⟨

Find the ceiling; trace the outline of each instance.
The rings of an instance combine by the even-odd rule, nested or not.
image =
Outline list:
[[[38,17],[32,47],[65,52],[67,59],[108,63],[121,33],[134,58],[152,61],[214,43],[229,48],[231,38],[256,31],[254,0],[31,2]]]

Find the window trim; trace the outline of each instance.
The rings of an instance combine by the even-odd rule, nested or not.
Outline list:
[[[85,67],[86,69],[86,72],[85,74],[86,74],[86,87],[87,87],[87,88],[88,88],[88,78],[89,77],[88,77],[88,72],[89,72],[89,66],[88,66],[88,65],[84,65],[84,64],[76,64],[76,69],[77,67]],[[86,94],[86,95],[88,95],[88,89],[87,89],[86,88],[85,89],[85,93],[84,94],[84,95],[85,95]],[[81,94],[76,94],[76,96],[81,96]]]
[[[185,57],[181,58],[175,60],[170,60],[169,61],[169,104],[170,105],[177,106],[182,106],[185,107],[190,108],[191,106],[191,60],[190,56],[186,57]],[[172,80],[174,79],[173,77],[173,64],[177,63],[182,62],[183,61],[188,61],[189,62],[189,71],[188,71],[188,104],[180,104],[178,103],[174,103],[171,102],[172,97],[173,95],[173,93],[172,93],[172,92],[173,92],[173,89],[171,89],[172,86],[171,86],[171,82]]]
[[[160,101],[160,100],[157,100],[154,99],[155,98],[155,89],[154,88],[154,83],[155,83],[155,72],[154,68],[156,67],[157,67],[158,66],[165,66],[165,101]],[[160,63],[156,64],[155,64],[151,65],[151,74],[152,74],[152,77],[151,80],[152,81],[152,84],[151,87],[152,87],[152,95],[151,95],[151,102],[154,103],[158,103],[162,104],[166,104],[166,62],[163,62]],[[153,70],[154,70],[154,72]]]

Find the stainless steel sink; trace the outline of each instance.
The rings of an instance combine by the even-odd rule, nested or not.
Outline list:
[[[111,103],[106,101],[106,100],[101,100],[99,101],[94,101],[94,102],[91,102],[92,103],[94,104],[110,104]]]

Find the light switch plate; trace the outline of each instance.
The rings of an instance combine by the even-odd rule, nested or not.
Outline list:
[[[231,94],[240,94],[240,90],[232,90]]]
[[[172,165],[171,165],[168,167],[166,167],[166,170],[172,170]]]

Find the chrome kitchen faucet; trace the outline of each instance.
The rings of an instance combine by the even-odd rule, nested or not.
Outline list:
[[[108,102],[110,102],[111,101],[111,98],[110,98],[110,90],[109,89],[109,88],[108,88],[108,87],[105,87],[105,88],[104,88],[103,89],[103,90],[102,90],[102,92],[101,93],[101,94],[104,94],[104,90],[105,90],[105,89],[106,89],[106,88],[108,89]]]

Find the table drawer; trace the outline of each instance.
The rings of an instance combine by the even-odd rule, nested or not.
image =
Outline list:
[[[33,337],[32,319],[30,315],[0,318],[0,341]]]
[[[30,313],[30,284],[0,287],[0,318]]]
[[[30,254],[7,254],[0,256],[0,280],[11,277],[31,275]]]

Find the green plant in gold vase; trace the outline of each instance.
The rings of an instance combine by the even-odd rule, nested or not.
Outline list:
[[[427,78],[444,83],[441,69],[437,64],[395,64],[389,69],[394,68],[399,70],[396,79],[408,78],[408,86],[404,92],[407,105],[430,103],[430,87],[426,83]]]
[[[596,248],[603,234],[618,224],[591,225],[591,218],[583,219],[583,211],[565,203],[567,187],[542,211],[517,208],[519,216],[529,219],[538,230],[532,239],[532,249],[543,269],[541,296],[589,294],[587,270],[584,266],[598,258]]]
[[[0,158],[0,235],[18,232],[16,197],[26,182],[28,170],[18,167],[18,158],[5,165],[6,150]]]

⟩

Task details :: Rewrite all of the material above as a numbered list, one line per item, and leave out the blank lines.

Answer to the exercise ::
1. Find the ceiling; trace the outline of each instance.
2. The rings of an instance combine by the even-odd rule, nested or not.
3. image =
4. Outline list:
5. [[[38,17],[32,47],[65,52],[67,59],[108,63],[121,33],[134,58],[152,61],[214,43],[229,48],[231,38],[256,31],[254,0],[31,2]]]
6. Find the window trim; trace the outline of each instance.
7. The rings of an instance combine by the even-odd rule, nested or not.
8. Outline list:
9. [[[85,67],[86,69],[86,72],[85,74],[86,74],[86,87],[87,87],[87,88],[88,88],[88,78],[89,77],[88,77],[88,72],[89,72],[89,66],[88,66],[88,65],[84,65],[84,64],[76,64],[76,69],[77,67]],[[86,94],[86,95],[88,95],[88,89],[87,89],[86,88],[85,89],[85,93],[84,94],[84,95],[85,95]],[[81,94],[76,94],[76,96],[81,96]]]
10. [[[185,57],[181,58],[175,60],[170,60],[169,61],[169,104],[170,105],[177,106],[182,106],[185,107],[190,108],[191,106],[191,60],[190,56],[186,57]],[[172,80],[174,79],[173,77],[173,64],[177,63],[182,62],[183,61],[188,61],[189,62],[189,71],[188,71],[188,104],[180,104],[178,103],[174,103],[171,102],[172,97],[173,95],[173,93],[172,93],[172,92],[173,92],[173,89],[171,89],[172,86],[171,86],[171,82]]]
11. [[[160,101],[160,100],[157,100],[154,99],[155,98],[155,89],[154,88],[154,83],[155,83],[155,72],[154,68],[156,67],[157,67],[158,66],[165,66],[165,101]],[[160,63],[156,64],[155,64],[151,65],[151,74],[152,74],[152,77],[151,80],[152,81],[152,84],[151,87],[152,87],[152,95],[151,95],[151,102],[154,103],[158,103],[162,104],[166,104],[166,62],[163,62]],[[153,70],[154,70],[154,72]]]
12. Find the stainless steel sink; trace the outline of each instance.
13. The rings of an instance combine by the even-odd rule, nested or not.
14. Outline list:
15. [[[111,103],[106,101],[106,100],[101,100],[99,101],[94,101],[94,102],[91,102],[92,103],[94,104],[110,104]]]
16. Find the light switch plate; trace the outline of each instance.
17. The rings of an instance combine by the even-odd rule, nested or not.
18. Outline list:
19. [[[231,94],[240,94],[240,90],[232,90]]]
20. [[[172,165],[171,165],[168,167],[166,167],[166,170],[172,170]]]
21. Find the chrome kitchen faucet; trace the outline of each instance.
22. The rings of an instance combine by the even-odd rule, nested or not.
23. Outline list:
24. [[[108,102],[110,102],[111,101],[111,98],[110,98],[110,90],[109,89],[109,88],[108,88],[108,87],[105,87],[105,88],[104,88],[103,89],[103,90],[102,90],[102,92],[101,93],[101,94],[104,94],[104,90],[105,90],[105,89],[106,89],[106,88],[108,89]]]
25. Find the table drawer; trace the outline of each instance.
26. The rings of an instance combine by the even-odd rule, nested or not.
27. image =
28. Outline list:
29. [[[33,337],[32,319],[30,315],[0,318],[0,341]]]
30. [[[30,313],[30,284],[0,287],[0,318]]]
31. [[[30,254],[7,254],[0,256],[0,280],[11,277],[31,275]]]
32. Find the green plant in gold vase; trace the outline of each instance.
33. The rings of an instance combine by the even-odd rule, nested or not.
34. Outline list:
35. [[[427,78],[444,83],[441,69],[437,64],[395,64],[389,69],[394,68],[399,70],[396,79],[408,78],[408,86],[404,92],[407,105],[430,103],[430,87],[426,83]]]
36. [[[596,248],[603,234],[618,224],[591,225],[591,218],[583,219],[583,211],[565,203],[567,187],[542,211],[517,208],[519,216],[529,219],[538,230],[532,239],[532,249],[543,269],[541,296],[589,294],[587,270],[584,266],[598,258]]]
37. [[[0,158],[0,235],[18,232],[16,197],[26,182],[28,170],[18,167],[18,158],[5,165],[6,150]]]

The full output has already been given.